* [WHAT IS ASKED]: Transcribe word for word the lines spanning the line with "Exercise. For every instance of the apron pocket, find" through the end of the records.

+--

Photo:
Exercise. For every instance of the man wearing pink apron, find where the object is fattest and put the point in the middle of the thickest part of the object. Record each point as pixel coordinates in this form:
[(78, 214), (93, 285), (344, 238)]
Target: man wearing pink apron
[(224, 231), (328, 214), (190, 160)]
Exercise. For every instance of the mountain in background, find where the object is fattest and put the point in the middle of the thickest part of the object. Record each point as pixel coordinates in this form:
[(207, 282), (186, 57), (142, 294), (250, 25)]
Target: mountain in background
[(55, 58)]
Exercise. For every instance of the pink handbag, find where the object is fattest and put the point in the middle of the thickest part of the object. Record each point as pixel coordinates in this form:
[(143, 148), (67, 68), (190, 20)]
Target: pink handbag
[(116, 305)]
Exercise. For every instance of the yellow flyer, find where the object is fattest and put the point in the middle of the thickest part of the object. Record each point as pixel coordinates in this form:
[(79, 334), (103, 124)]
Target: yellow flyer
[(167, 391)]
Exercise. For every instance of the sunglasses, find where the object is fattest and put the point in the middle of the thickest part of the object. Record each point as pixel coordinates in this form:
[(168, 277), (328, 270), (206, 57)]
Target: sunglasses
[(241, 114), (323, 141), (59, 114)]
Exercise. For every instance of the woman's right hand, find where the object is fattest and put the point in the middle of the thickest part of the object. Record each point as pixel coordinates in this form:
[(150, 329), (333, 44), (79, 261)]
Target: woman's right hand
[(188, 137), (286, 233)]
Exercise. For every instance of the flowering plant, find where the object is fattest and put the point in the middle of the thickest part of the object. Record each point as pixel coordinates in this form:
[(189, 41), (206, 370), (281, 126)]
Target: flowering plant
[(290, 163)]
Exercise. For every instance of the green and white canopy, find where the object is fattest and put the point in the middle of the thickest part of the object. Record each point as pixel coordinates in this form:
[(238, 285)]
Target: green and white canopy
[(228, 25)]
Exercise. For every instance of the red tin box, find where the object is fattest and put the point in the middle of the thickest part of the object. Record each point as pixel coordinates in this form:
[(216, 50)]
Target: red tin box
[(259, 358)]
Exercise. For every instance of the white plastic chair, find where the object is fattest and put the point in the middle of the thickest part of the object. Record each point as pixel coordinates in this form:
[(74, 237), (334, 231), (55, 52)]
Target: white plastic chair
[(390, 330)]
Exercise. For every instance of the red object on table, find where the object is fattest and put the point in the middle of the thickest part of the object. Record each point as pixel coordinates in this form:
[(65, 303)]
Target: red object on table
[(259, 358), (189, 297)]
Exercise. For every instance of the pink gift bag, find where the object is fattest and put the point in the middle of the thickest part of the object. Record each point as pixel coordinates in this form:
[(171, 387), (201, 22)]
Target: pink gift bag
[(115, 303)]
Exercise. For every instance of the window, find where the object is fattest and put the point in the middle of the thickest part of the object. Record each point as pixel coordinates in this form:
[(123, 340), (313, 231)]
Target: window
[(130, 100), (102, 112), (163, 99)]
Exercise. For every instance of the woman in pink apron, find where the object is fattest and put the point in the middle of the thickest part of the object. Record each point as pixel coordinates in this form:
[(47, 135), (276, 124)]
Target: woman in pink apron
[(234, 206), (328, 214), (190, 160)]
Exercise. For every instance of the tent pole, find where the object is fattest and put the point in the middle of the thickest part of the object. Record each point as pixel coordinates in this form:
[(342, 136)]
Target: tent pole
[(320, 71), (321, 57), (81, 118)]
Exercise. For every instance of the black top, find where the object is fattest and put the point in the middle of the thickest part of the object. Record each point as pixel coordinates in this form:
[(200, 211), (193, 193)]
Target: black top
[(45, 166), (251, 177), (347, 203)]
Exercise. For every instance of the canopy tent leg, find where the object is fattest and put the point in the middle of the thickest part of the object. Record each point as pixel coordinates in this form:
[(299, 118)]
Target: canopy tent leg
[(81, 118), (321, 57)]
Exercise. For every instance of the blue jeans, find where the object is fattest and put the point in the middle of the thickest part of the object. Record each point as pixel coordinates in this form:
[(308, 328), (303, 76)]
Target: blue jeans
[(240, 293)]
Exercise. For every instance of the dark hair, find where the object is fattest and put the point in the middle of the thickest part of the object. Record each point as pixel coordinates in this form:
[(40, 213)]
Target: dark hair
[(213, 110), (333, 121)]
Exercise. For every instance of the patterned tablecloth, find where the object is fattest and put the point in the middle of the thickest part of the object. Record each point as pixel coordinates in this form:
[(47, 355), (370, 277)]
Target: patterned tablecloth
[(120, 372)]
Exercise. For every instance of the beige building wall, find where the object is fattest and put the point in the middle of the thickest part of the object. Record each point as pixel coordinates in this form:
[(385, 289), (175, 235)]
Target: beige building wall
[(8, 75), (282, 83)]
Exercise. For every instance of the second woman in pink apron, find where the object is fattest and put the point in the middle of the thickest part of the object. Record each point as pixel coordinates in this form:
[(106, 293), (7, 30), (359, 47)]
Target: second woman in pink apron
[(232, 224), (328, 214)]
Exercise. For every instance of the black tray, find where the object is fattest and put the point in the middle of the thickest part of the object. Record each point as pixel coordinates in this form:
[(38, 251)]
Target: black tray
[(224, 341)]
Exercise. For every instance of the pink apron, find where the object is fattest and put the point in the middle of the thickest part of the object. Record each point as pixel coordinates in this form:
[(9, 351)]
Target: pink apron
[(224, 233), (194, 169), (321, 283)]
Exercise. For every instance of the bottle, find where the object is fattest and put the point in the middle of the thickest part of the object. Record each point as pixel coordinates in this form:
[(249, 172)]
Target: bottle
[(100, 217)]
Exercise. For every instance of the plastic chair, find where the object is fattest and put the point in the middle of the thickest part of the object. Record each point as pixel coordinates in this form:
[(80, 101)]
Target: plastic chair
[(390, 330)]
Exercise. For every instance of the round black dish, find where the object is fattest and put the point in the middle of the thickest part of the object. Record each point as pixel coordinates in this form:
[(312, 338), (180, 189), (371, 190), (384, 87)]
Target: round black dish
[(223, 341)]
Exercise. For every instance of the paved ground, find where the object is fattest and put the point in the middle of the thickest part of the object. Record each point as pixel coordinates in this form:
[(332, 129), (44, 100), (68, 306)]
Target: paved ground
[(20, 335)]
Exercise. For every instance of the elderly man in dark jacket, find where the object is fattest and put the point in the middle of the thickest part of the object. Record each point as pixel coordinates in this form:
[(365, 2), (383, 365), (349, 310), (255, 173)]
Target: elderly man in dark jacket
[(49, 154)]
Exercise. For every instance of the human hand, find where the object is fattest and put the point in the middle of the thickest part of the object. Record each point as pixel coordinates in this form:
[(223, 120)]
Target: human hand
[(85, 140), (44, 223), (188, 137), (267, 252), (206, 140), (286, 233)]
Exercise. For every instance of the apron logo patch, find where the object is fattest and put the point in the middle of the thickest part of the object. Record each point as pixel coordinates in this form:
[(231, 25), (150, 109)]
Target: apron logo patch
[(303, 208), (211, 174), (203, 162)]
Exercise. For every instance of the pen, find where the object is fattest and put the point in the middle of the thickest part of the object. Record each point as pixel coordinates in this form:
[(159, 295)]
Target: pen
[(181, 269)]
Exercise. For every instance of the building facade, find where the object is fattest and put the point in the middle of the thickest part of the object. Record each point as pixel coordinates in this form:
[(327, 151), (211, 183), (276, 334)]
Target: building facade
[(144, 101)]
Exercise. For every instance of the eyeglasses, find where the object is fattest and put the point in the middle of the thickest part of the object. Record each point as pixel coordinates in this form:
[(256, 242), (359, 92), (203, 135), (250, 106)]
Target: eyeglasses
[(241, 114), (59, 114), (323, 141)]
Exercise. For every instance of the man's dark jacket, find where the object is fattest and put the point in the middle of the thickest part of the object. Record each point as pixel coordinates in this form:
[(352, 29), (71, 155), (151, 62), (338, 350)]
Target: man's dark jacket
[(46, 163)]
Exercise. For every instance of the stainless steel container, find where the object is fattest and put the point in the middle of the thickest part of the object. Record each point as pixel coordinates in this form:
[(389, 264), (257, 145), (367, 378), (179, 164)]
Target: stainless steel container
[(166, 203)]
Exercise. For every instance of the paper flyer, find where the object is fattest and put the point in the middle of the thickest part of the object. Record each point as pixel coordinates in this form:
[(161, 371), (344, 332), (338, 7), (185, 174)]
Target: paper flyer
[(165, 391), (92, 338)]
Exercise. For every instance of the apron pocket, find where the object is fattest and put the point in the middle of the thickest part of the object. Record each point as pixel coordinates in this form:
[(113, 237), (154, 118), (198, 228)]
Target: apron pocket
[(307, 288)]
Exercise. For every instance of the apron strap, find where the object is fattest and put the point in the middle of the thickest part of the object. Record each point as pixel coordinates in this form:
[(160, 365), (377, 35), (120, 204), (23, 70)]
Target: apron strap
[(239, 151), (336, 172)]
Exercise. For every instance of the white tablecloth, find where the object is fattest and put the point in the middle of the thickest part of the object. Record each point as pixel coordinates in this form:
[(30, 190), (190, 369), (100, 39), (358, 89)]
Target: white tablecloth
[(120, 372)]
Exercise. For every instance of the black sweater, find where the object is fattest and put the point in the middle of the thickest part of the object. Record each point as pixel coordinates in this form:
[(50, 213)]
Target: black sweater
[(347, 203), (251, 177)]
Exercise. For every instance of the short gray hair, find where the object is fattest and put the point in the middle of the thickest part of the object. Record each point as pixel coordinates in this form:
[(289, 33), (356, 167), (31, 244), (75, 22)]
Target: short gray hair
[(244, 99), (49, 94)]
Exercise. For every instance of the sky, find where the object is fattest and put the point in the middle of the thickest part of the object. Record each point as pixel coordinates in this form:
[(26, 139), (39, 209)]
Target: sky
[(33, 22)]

+--

* [ANSWER TO THE EXERCISE]:
Exercise. For every instance of the apron pocket, find where the object is fattest and put the point in the middle of the thickest part of the object. Record each point as pixel coordinates in this form:
[(113, 237), (154, 118), (198, 228)]
Target: apron pocket
[(307, 288)]
Exercise. For every instance of the apron strap, find where the object is fattest and put the point in the middle of the thickest part of the object. Record each point as pixel coordinates in this form:
[(160, 365), (377, 35), (120, 204), (23, 70)]
Target: apron strap
[(239, 151), (336, 172)]
Exercise. For every instance of the white tablecloth, find where the object is fattest and put the point in the middle of the thickest part of the object. Record each point as pixel coordinates in this form:
[(30, 190), (190, 369), (100, 39), (358, 89)]
Target: white tablecloth
[(120, 372)]
Exercise. For every instance of the black sweater, find where the object is fattest and put the point in the middle of the thickest part of the object. Record each point as pixel coordinates in this form:
[(50, 213)]
Target: black sweater
[(347, 203), (251, 177)]
Exercise. For every instance of the short gray hair, find where the object is fattest and put the point in the middle of the thickest part of the object. Record each point as pixel coordinates in this form:
[(289, 33), (356, 167), (31, 244), (75, 22)]
Target: short gray hair
[(244, 99), (49, 94)]
Exercise. For every instance of the sky, find where the object is fattest and put the point in the middle of the thickest part of the object. Record each point as pixel coordinates in this form:
[(26, 139), (39, 209)]
Target: sky
[(33, 22)]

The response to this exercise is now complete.